Directions for this task: Wherever a line of the records contains "shirt", copy that line.

Data under study:
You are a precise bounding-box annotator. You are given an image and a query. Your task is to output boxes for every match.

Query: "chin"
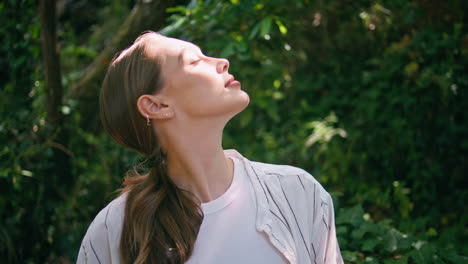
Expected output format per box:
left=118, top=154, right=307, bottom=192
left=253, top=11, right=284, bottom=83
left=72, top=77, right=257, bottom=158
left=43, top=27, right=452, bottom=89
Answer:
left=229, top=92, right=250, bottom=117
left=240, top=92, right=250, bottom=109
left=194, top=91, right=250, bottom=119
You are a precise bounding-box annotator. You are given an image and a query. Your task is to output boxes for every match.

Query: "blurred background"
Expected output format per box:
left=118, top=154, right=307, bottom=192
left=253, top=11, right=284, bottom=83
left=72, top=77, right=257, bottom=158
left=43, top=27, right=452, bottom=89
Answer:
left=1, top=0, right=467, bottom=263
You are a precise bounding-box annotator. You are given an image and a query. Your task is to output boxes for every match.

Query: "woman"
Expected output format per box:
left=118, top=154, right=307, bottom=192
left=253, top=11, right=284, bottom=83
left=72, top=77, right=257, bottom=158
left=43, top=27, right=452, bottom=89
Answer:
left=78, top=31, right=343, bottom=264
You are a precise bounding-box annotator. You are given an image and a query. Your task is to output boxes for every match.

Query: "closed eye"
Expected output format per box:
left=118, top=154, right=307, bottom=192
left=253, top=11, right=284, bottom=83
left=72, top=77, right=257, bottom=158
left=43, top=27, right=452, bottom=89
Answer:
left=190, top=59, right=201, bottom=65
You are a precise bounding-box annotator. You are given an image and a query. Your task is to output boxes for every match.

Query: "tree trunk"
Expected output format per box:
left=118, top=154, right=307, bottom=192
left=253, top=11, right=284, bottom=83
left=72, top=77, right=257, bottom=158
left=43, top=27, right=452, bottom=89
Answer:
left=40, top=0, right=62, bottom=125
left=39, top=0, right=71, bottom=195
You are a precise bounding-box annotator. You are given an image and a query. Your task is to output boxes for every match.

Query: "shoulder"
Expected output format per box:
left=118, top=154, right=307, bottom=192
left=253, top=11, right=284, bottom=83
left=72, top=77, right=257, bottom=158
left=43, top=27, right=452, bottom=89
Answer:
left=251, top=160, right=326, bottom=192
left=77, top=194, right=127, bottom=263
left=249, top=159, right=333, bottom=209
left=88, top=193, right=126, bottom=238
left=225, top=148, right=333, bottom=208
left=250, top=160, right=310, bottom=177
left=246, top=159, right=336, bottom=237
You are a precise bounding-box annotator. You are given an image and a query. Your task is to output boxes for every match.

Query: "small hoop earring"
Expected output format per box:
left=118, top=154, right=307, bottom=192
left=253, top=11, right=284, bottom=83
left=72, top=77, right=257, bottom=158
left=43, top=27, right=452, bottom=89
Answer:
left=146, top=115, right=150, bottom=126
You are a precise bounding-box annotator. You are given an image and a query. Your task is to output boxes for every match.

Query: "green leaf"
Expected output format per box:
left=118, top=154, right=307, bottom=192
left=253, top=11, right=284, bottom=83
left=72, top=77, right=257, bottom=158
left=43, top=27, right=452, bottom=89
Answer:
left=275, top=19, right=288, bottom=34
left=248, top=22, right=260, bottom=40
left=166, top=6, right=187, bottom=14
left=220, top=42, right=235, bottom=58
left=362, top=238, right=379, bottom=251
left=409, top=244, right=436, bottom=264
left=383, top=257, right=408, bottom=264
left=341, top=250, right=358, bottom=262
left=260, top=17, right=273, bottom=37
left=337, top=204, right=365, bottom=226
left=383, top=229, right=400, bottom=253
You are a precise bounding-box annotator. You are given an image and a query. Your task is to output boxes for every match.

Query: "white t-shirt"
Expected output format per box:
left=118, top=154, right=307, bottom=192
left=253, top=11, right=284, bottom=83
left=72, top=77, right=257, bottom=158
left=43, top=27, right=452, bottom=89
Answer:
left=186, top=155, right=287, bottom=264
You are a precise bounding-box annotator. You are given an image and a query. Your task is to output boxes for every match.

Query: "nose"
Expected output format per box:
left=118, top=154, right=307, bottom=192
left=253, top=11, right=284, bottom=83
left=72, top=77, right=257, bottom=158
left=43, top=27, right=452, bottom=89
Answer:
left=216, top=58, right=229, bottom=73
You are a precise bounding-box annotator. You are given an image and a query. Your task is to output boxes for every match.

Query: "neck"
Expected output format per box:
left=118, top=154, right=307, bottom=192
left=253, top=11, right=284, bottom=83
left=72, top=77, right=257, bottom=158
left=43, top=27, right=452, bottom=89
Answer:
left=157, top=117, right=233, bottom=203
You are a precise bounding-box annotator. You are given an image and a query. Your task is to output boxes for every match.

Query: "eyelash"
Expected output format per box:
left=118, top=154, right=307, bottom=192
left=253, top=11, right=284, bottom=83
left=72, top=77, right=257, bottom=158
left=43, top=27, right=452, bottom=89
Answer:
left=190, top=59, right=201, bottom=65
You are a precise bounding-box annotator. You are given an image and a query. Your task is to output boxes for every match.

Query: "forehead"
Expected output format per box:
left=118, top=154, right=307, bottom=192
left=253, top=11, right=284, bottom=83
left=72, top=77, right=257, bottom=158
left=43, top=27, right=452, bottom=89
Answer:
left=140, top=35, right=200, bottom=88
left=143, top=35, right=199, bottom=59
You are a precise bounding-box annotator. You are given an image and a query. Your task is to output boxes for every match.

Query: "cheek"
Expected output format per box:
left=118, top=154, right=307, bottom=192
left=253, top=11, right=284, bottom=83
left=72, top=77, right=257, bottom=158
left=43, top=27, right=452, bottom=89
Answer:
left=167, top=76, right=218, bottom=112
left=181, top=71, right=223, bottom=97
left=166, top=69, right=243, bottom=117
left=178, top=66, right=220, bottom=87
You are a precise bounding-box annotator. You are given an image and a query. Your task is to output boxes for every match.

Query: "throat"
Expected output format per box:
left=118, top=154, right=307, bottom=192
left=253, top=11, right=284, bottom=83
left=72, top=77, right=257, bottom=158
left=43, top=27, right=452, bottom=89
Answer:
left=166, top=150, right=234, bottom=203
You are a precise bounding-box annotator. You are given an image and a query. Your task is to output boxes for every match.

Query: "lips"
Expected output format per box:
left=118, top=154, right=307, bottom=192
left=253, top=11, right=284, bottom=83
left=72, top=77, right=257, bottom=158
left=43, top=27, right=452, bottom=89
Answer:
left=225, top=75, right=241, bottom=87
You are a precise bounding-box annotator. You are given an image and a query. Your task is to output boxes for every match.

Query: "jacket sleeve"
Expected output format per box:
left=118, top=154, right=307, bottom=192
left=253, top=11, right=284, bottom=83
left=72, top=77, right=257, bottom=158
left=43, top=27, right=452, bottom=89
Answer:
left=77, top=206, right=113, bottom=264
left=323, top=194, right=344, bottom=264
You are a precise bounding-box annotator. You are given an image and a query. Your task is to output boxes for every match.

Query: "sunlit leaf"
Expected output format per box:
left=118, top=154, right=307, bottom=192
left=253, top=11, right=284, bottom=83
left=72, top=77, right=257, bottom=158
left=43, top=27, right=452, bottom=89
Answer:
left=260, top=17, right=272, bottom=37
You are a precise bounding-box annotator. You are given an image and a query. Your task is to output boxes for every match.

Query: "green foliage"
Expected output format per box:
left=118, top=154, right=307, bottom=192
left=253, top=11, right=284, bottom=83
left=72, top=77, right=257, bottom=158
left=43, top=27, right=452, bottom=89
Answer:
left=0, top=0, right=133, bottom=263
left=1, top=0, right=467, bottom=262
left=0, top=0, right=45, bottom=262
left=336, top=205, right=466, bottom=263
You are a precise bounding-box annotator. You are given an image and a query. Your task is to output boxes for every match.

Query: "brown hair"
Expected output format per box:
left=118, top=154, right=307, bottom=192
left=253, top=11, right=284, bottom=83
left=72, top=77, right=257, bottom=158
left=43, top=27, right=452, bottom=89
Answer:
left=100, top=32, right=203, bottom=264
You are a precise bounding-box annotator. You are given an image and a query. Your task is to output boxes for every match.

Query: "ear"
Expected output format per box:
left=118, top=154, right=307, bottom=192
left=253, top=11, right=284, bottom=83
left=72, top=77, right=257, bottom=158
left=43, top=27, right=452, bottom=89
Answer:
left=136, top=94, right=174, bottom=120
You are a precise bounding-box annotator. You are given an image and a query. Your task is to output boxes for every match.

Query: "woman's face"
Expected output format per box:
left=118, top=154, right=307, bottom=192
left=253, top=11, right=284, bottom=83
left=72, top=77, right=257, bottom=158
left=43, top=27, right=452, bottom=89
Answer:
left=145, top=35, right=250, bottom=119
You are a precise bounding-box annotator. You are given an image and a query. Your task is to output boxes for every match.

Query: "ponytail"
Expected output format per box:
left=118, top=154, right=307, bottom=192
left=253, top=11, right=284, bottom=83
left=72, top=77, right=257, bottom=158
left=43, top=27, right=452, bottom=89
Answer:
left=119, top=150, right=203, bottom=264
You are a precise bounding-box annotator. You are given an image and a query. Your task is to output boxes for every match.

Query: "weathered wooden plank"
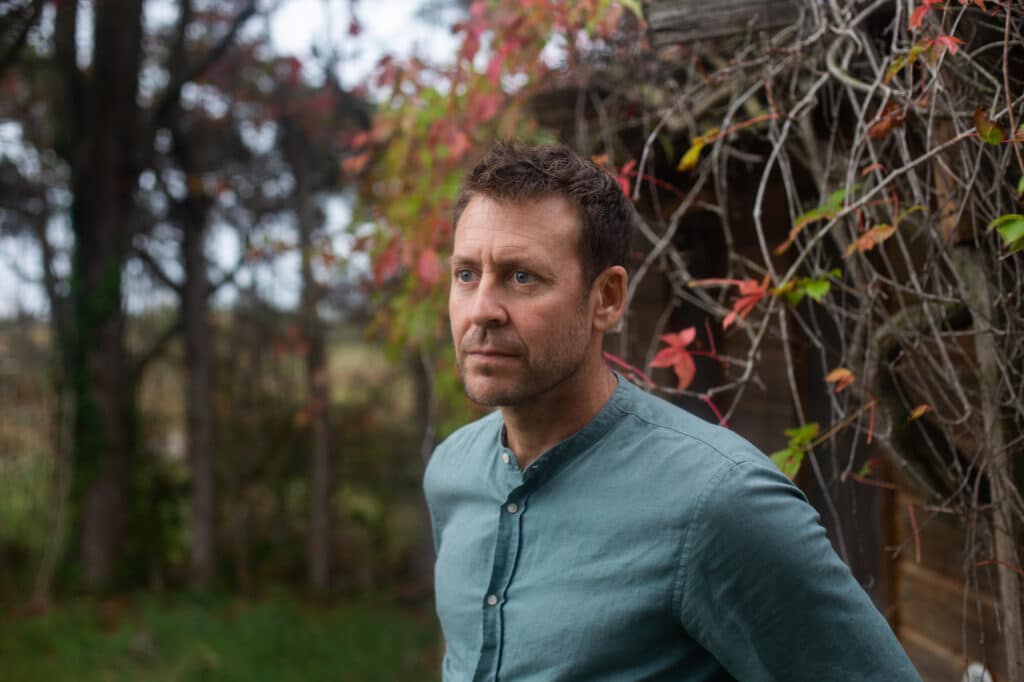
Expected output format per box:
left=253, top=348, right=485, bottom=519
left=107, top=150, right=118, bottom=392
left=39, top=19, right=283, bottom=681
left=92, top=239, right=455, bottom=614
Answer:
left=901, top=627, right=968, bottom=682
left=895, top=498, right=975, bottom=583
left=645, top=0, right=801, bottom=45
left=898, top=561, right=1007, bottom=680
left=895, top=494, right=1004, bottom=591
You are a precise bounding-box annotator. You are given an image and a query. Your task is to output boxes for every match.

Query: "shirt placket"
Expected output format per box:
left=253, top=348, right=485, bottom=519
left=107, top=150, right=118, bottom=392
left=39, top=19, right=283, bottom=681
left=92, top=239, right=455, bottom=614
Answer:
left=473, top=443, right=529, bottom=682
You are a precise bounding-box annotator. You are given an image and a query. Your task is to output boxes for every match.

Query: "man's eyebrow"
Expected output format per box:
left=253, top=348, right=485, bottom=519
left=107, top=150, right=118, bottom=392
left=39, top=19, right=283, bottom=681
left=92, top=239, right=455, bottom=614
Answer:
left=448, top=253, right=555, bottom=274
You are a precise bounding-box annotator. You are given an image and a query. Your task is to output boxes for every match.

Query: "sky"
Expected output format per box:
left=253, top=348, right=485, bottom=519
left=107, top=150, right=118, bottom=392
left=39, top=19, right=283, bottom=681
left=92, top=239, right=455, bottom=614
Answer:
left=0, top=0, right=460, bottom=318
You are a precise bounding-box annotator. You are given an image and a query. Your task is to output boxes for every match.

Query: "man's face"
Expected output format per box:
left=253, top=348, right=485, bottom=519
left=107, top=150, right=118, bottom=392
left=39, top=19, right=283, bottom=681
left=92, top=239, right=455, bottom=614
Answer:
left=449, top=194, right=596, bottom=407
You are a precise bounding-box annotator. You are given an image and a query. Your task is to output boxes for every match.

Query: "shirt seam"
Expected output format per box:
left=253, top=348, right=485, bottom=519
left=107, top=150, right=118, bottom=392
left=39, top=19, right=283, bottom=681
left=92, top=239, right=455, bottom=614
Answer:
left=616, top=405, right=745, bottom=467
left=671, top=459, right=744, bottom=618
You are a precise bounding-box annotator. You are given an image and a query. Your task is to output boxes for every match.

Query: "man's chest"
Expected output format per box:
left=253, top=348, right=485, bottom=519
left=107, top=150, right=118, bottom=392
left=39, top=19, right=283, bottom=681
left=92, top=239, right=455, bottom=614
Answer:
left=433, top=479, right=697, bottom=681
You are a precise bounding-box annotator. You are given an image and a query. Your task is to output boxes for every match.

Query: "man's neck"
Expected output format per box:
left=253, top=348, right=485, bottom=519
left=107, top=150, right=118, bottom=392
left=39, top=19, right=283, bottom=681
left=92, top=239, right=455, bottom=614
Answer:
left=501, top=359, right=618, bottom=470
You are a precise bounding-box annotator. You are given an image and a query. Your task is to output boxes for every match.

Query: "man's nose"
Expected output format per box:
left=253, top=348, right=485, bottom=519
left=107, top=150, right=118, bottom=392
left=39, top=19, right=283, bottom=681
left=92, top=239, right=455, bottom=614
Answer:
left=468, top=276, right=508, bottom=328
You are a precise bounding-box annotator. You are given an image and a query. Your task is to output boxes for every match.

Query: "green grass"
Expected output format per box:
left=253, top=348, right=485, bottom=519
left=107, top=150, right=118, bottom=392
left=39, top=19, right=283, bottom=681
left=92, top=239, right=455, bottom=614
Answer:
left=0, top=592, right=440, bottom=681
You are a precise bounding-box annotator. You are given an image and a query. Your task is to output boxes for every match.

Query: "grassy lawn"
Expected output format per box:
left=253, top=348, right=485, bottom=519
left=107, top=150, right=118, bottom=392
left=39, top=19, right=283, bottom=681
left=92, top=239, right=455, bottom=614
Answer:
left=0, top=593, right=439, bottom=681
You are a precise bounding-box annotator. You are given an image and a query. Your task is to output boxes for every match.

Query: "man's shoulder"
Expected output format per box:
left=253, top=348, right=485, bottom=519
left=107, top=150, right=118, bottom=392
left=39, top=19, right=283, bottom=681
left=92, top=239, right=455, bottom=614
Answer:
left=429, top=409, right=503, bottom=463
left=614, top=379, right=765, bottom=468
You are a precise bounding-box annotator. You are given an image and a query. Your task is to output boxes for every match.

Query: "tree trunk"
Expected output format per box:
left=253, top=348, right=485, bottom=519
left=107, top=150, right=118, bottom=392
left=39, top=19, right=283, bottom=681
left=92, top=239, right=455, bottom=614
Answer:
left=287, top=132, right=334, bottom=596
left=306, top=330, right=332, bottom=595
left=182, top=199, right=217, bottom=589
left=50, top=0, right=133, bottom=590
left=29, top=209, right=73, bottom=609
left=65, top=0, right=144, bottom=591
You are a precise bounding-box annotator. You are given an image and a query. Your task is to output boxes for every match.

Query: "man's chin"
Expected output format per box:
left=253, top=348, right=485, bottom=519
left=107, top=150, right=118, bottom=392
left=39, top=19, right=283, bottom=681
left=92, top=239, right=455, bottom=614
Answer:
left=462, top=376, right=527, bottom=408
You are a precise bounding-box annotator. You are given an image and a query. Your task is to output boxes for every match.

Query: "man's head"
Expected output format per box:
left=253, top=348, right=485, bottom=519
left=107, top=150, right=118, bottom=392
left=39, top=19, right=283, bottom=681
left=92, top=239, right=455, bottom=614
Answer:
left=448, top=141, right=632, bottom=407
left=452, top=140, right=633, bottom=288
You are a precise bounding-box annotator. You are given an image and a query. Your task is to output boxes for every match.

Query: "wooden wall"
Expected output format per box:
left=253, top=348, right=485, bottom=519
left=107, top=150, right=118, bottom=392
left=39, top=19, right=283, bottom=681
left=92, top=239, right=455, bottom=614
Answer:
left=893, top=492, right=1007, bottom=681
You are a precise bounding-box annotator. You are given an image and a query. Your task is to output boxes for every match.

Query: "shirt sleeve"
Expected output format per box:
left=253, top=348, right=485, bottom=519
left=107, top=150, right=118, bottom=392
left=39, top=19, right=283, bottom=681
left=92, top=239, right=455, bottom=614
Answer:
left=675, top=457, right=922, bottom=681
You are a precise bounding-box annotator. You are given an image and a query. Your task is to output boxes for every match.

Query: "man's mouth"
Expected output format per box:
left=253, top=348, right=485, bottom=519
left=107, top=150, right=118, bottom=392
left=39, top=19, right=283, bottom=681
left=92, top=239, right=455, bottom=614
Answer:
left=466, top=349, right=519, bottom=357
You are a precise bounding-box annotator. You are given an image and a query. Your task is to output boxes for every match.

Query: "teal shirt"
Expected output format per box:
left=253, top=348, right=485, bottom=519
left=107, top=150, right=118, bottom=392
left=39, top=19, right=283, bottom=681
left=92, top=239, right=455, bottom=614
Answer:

Task solution:
Query: "white t-shirt"
Query: "shirt placket"
Query: "shirt seam"
Query: "shirt sleeve"
Query: "teal shirt"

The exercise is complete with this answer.